Assignment - Exactly the lines from the one containing "Each matching instance of the geyser spray" through the final line of the data are to be written out again, with nothing added.

[Data for processing — start]

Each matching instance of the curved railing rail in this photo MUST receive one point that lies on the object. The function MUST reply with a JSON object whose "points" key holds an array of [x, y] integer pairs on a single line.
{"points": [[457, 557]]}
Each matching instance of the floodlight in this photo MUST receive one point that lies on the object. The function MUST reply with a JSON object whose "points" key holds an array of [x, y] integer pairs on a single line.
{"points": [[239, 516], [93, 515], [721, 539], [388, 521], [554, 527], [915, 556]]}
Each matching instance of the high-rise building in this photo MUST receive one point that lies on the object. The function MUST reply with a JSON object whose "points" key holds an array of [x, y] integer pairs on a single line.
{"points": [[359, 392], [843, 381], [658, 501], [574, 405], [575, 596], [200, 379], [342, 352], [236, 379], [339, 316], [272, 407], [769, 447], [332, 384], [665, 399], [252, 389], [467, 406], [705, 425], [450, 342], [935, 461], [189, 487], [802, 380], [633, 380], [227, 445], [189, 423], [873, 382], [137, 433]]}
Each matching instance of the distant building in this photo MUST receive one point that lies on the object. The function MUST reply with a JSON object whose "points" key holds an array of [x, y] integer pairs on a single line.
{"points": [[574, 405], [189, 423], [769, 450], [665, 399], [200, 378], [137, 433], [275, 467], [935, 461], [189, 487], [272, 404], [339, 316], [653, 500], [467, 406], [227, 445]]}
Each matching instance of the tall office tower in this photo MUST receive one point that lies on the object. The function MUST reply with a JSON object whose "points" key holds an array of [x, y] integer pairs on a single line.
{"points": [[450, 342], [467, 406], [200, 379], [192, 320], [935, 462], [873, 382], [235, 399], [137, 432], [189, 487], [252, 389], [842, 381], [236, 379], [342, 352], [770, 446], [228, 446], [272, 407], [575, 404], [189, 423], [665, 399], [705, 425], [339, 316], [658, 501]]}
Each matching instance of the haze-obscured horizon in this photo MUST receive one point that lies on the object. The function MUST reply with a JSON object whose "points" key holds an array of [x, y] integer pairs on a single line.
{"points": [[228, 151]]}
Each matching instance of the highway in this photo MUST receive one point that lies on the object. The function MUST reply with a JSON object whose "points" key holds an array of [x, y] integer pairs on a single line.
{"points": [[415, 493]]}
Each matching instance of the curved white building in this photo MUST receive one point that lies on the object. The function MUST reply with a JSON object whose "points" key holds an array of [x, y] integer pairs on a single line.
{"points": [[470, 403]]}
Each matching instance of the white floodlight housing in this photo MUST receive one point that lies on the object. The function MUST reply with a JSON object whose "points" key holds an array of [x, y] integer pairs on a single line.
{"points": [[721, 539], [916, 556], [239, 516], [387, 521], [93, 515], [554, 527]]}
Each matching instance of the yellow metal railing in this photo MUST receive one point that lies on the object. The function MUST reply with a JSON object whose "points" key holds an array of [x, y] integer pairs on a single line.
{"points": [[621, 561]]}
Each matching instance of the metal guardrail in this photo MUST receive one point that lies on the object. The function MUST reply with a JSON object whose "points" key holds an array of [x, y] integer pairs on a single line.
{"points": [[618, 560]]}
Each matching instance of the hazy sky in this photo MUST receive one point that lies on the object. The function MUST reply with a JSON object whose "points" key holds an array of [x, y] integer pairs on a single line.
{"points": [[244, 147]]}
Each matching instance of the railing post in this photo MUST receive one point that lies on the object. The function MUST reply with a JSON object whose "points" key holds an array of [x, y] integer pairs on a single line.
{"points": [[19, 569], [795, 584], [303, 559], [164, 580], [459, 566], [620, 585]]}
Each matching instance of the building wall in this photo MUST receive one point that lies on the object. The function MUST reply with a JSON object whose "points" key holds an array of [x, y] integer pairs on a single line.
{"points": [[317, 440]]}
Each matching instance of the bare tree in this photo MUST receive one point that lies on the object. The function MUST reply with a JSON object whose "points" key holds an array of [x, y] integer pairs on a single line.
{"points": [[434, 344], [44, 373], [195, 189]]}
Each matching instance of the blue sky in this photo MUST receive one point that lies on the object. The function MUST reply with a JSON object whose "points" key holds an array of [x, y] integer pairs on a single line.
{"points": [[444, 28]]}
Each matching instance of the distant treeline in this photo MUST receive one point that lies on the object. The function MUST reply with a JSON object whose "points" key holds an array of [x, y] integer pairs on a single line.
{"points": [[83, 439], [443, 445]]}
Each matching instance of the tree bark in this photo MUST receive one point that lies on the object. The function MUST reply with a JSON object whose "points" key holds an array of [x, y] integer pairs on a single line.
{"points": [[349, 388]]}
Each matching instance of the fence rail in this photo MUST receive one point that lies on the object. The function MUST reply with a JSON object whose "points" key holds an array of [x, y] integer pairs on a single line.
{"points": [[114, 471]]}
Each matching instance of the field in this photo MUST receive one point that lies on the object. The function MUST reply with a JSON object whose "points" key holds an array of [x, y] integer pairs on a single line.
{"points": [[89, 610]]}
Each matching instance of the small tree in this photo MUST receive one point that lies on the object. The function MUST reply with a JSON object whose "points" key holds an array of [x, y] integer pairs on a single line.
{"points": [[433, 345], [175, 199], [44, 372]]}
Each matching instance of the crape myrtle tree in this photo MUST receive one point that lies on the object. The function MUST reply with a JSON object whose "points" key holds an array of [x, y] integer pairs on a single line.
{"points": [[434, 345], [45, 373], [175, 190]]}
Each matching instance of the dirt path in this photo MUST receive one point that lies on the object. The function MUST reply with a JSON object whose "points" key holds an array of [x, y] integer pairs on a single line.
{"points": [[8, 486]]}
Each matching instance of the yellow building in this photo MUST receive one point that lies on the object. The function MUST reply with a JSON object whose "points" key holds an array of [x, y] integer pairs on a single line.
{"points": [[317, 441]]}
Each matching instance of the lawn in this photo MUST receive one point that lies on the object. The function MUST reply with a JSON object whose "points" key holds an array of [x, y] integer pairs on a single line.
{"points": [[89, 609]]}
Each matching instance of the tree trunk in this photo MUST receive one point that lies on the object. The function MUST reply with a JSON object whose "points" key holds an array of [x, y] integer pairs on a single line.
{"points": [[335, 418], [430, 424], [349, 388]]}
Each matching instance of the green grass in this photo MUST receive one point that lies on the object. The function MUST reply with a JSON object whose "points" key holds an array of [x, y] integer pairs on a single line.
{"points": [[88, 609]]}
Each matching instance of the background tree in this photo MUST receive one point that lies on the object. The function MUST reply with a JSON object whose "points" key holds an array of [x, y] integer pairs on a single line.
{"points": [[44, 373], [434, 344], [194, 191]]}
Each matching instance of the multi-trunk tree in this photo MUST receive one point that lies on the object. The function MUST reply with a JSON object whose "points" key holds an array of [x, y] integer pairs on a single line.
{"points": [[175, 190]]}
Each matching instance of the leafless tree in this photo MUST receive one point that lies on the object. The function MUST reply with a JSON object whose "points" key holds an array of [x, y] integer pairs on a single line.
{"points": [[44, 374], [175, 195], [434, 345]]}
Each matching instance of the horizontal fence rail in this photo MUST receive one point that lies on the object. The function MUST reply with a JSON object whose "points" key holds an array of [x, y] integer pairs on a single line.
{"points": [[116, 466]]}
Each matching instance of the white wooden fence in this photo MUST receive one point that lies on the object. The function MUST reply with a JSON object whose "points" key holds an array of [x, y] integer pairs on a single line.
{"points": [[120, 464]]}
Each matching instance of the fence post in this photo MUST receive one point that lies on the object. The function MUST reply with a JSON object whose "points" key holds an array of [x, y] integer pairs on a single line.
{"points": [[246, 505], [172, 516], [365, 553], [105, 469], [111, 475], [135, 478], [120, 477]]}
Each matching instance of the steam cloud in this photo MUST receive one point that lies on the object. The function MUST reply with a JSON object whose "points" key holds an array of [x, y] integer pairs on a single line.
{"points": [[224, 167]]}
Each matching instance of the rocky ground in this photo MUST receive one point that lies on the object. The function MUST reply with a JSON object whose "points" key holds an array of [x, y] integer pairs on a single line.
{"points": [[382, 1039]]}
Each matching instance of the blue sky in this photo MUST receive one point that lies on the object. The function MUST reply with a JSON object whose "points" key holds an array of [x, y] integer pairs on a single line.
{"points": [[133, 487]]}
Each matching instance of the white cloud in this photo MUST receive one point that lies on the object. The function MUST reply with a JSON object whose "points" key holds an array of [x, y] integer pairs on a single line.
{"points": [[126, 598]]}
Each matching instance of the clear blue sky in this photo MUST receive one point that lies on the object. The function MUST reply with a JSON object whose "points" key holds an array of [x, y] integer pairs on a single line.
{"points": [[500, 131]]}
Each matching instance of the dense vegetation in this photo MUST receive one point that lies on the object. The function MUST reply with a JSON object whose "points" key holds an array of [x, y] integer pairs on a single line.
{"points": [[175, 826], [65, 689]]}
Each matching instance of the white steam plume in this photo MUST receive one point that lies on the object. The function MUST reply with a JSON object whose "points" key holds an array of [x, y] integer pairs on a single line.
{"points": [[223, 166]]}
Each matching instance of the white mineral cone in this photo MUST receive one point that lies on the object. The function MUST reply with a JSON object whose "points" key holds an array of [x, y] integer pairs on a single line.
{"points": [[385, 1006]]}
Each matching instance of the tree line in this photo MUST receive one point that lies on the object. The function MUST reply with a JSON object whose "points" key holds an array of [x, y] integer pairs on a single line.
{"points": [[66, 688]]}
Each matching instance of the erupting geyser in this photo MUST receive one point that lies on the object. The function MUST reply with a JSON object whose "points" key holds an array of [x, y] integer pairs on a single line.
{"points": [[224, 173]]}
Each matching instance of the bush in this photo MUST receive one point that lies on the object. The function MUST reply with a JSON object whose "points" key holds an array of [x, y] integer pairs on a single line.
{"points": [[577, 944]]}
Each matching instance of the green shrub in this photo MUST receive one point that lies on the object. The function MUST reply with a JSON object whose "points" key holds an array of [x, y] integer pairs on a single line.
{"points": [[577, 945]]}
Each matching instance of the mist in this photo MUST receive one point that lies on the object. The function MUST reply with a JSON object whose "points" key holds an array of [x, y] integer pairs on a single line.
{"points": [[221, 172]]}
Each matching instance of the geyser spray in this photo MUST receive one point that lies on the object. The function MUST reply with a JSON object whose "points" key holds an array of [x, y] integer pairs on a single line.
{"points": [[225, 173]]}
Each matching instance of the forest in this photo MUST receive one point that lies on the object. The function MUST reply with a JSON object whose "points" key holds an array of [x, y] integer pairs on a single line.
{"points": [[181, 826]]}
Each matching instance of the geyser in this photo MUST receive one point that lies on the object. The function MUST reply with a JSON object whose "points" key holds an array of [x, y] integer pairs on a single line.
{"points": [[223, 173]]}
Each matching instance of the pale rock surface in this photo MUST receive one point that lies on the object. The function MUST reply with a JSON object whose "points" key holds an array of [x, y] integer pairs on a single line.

[Data for processing — finish]

Your solution -
Each matching instance of the geyser spray in this photo MUST receive one point that lies on the object. The function MUST reply with a JSON object whose "points" key holds an array of [x, y] integer pairs on a single line.
{"points": [[225, 173]]}
Each matching instance of the forest in this photo MUST receive one point that lies on the object. The function MUST reply with a JSON object whose "points" key holds an array of [x, y] integer pairs on a single line.
{"points": [[181, 826]]}
Each matching instance of the geyser in this photo MUST receive one point that lies on the object. The function MUST reply with a JSON object whose "points" key holds an array of [x, y] integer pairs on a single line.
{"points": [[223, 173]]}
Each matching instance of the pale rock surface in this photo MUST receive one point that lies on the object. The function MUST reply with a JSON object whose "points" key holds an array of [x, y] integer pairs on a single line.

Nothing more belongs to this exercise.